* _Task list_
1 > In the cataract incision excerpt, what group size per treatment does Table 3 propose if a difference of p = 40% versus q = 20% is regarded as clinically relevant?
2 > How would you render this sentence from the cataract incision excerpt in Spanish: "Again group sizes increase with a decreasing difference between p and q."
3 > Resume the cataract incision excerpt, picking up right after its final sentence.

Extracted text Start Marker

Example 3: binary end point, two sample design
A prospective trial on cataract incision techniques is designed to compare the influence of sclerocorneal versus clear corneal incision on the binary clinical outcome “increase in visus of at least two stages 8 weeks after surgery.” Fisher's exact test is indicated for the comparison of these two therapies' success frequencies p (sclerocorneal incision) and q (clear cornea incision). Table 3 provides the predicted group sizes, if α = 0.01 and 1− β = 0.90 (in parentheses 0.80) are specified. Again group sizes increase with a decreasing difference between p and q. If a therapy difference of p = 40% versus q = 20% is regarded as clinically relevant, Table 3 proposes a group size of 150–160 per treatment. This number of patients also seems recruitable in considerable time, and therefore a monocentric trial has been submitted for review by the authorities.

Extracted text End Marker
Excerpted data Start Marker

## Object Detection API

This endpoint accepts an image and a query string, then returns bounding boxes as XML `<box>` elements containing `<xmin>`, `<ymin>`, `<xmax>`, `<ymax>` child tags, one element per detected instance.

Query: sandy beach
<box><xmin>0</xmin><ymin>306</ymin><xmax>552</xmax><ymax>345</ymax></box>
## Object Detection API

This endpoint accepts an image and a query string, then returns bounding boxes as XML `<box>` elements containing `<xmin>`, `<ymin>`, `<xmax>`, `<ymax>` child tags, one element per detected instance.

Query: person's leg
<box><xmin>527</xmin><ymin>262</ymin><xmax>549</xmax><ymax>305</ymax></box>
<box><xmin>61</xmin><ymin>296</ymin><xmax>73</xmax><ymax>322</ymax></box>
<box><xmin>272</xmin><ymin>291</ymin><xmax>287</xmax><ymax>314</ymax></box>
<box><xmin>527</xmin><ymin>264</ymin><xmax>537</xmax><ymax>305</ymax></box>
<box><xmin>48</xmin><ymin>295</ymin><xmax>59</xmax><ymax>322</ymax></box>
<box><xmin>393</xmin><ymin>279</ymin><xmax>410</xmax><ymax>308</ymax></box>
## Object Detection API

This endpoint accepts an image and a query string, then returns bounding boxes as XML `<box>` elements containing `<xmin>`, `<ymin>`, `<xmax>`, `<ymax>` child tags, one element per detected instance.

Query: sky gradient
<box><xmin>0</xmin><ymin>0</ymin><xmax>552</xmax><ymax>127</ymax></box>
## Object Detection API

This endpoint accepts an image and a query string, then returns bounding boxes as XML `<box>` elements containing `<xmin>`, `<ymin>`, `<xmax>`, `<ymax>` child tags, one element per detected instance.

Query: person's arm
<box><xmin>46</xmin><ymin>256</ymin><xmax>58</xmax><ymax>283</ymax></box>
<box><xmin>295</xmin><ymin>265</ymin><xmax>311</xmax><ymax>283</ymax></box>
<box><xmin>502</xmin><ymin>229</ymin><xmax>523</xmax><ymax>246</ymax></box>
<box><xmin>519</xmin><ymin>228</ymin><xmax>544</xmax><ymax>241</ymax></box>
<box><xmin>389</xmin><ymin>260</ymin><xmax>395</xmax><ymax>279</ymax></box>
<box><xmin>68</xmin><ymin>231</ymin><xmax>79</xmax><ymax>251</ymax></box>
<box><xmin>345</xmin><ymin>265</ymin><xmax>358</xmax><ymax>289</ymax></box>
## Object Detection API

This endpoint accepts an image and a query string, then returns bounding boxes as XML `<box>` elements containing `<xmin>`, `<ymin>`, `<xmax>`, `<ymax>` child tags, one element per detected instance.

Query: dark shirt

Excerpted data End Marker

* _Expected responses_
1 > 150–160 per treatment.

2 > De nuevo, los tamaños de los grupos aumentan a medida que disminuye la diferencia entre p y q.

3 >
CONCLUSION
This tutorial text summarises the principal strategies of planning controlled trials in ophthalmology concerning a priori computation of sample sizes. The central aspects of this issue were illustrated in terms of recent trials, where sample size prediction was performed as a documentation for reviewers in grant applications and for drug administration. The paper intended to increase flexibility of clinical investigators in designing their trials based on software packages for sample size determination and in communication with medical biometricians on this issue. In general, study designs for intraindividual comparison require much smaller sample sizes than the corresponding interindividual approaches; the decrease in sample size can amount to up to 60% or more. However, recruitment times of patients, whose eyes allow for intraindividual randomisation of the concurrent therapies may become exhaustive. Nevertheless, designs for the intraindividual comparison of therapeutic regimens appear quite attractive in ophthalmology. They should, however, only be considered after ensuring recruitment of enough patients who are suitable for intraindividual randomisation. For either the interindividual and the intraindividual comparison the sample sizes will be primarily determined by the order of the expected difference between the therapeutic regimens under consideration.